- BRIEF
Search the records below for the word "white", then return every line where it appears.

- DATASET EXCERPTS

....................

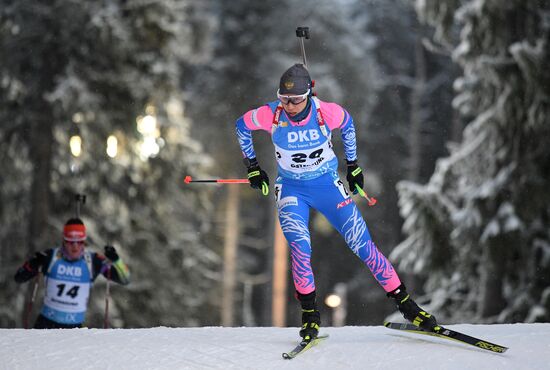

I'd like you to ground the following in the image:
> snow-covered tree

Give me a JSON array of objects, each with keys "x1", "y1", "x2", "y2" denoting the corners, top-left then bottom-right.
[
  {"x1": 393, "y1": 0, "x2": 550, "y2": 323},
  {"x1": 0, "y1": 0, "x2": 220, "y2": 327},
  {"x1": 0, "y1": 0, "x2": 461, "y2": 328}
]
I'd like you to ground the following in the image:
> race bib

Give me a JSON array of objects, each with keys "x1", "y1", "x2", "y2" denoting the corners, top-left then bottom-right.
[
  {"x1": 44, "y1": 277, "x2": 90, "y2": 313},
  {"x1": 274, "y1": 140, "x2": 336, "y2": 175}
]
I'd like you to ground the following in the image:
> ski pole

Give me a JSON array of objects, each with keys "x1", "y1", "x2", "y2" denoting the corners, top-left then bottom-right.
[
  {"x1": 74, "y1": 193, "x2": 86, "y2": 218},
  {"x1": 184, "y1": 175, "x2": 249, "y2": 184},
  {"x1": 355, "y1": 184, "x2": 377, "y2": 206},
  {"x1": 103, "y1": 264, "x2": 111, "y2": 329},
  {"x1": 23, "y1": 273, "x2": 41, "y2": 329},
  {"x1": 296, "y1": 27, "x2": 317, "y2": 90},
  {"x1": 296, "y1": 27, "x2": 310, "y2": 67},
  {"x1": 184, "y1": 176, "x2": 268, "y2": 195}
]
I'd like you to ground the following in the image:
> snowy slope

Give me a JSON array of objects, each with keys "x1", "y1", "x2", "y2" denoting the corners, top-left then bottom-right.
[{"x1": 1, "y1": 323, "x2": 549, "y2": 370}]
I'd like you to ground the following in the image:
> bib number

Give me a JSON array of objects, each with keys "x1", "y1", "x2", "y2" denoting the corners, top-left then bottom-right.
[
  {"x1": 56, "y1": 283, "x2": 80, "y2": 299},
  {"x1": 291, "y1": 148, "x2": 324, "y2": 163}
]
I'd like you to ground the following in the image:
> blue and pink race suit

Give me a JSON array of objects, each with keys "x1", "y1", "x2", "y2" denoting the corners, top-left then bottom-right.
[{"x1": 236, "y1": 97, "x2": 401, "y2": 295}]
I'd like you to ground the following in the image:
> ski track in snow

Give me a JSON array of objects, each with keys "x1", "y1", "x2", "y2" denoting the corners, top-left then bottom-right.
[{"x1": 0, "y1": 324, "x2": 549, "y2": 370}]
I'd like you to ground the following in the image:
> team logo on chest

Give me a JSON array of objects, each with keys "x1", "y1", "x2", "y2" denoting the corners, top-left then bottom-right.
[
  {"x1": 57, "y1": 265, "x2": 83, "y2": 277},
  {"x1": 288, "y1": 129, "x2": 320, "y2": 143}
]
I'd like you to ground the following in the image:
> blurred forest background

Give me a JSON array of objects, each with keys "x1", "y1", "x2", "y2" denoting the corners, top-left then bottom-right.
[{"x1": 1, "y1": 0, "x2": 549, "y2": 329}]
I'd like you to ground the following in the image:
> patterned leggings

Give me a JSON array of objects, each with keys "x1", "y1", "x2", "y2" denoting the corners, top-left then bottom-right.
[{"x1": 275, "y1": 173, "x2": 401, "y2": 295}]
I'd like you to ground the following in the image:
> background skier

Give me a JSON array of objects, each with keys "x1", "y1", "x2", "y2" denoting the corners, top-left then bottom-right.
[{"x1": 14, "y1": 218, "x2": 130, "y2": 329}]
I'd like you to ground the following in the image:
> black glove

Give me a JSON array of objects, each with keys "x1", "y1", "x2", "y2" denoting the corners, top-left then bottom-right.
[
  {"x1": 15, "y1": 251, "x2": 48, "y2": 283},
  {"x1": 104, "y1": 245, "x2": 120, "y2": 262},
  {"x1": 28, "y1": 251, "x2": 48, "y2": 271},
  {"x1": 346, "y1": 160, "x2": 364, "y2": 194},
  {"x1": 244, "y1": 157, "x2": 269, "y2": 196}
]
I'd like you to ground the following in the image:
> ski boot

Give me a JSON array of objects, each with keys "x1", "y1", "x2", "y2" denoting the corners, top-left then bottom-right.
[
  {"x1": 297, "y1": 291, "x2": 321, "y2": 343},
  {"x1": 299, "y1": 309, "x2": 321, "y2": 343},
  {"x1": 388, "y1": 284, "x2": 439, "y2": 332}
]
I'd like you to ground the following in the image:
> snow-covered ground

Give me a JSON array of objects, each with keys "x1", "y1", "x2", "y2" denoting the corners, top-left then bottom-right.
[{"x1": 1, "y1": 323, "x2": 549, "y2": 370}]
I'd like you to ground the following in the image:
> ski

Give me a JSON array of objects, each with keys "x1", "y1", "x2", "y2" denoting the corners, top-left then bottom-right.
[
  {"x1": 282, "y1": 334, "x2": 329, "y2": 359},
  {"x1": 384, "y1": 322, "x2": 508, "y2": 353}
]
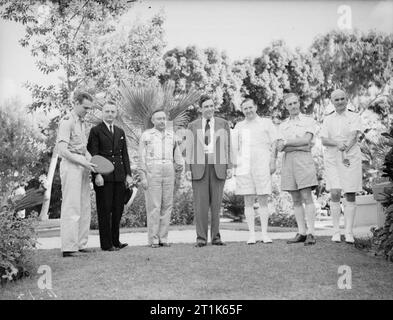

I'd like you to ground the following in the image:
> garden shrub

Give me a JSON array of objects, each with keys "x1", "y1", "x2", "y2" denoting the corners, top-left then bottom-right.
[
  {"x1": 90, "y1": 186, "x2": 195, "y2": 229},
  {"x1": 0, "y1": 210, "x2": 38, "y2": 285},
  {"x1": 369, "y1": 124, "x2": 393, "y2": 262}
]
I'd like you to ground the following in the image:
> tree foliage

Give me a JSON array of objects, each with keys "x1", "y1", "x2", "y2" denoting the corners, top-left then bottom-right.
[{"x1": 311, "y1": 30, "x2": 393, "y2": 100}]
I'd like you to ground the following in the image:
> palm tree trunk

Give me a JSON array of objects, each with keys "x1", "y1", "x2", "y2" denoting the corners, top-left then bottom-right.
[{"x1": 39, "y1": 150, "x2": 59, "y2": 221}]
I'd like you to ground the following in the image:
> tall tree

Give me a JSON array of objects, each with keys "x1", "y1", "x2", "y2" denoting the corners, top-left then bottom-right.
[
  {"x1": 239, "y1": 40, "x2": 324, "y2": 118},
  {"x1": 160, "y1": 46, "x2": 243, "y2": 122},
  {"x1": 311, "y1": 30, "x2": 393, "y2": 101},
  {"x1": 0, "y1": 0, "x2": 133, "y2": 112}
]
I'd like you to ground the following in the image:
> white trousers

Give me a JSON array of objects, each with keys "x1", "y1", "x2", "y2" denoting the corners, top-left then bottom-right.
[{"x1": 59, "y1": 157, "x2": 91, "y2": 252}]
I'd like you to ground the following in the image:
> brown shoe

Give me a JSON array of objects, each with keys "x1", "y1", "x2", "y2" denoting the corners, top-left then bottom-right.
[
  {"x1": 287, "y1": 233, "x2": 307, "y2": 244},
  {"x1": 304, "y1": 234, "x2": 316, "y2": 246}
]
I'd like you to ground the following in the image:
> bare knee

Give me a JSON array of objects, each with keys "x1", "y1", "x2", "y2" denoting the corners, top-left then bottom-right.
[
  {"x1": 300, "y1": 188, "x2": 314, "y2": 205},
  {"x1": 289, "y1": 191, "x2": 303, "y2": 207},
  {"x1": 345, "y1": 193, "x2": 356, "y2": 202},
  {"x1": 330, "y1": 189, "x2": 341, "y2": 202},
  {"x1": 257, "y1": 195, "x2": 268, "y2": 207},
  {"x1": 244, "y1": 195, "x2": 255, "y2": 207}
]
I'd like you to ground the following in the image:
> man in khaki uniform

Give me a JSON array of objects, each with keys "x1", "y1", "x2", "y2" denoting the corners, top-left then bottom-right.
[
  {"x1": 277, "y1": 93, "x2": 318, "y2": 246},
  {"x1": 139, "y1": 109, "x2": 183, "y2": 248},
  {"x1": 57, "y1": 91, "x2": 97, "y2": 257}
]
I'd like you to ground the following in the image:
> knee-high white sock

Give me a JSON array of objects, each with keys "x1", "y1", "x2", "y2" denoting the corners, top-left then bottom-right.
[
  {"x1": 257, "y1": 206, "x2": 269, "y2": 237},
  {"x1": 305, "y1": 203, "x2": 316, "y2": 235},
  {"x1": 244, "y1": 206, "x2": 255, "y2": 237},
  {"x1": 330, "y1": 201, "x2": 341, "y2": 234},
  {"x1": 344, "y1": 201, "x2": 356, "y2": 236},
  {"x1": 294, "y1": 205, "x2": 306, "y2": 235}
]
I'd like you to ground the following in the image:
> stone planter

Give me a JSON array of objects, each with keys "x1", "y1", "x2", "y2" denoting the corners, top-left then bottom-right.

....................

- YOUR SOLUTION
> white trousers
> knee-high white sock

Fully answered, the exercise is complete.